Requirement: From the line containing "the butterfly thorax" through the last line of the data, return those lines exactly as written and nothing more.

Information provided:

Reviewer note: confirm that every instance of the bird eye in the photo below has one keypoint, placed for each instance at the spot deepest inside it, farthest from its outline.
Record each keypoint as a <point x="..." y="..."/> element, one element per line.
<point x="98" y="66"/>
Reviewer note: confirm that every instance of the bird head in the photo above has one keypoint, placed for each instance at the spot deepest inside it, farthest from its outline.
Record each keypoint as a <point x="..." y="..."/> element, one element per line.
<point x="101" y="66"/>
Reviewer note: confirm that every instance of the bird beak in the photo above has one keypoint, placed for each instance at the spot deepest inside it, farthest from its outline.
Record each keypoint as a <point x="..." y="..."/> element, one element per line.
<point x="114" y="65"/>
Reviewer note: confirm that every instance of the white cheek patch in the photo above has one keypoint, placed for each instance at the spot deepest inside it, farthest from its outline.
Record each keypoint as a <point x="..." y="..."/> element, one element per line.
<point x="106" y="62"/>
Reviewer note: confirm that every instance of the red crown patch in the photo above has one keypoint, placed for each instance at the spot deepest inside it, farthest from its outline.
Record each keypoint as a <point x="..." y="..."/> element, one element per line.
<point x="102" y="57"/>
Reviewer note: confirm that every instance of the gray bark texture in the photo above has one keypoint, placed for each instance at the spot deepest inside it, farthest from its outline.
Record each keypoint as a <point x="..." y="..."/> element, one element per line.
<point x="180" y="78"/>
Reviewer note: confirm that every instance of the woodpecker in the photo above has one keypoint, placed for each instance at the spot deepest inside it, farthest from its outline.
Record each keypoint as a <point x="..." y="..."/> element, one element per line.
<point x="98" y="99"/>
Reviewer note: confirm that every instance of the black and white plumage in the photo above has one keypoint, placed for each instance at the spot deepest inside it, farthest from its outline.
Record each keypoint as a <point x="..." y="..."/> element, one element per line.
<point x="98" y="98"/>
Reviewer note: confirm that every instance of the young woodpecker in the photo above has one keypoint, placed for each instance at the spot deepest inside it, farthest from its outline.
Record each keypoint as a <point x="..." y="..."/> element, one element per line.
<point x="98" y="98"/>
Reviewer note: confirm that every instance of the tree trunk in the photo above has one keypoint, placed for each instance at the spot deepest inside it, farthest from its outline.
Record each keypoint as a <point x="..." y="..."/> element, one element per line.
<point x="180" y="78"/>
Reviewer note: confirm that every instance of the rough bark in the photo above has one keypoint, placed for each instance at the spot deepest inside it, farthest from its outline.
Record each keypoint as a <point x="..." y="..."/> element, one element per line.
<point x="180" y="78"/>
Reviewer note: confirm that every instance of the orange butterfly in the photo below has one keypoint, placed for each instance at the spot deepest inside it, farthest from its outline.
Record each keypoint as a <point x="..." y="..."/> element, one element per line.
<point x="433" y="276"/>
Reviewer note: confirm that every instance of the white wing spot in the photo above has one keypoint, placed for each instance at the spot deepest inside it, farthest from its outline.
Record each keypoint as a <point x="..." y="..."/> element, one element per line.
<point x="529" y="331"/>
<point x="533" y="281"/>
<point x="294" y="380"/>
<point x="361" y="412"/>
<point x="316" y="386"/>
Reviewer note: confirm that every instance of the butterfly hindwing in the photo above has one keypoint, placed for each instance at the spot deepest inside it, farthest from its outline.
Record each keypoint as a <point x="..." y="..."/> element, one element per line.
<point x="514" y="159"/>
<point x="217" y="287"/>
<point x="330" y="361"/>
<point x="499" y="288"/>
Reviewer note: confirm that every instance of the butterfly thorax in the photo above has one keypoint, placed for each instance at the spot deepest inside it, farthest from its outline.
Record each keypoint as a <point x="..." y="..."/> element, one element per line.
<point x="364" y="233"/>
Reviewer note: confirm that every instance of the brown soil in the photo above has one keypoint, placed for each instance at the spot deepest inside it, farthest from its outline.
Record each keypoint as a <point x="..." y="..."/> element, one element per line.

Solution for this problem:
Reviewer note: confirm that every instance of the butterfly thorax in the photo above has one keypoint, placed for each instance at the spot deepest inside it, farthest from its outline.
Record each keypoint as a <point x="..." y="..."/> element, one element per line.
<point x="364" y="233"/>
Reviewer note: confirm that every instance of the brown soil in the photo above has one keypoint, placed for each instance at the spot deepest inside it, farthest from its outline.
Record each keypoint as a <point x="..." y="..."/> element, one element per line.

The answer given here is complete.